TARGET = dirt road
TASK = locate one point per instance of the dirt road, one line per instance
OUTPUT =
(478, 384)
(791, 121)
* * * * * * *
Rescale the records above by writing out every line again, requests included, with each coordinate in the answers multiplied by 0.3 and rounded to the nearest whole number, halves going up.

ANSWER BELOW:
TARGET = dirt road
TASK = locate one point per instance of the dirt road, one line per instance
OUTPUT =
(143, 115)
(237, 36)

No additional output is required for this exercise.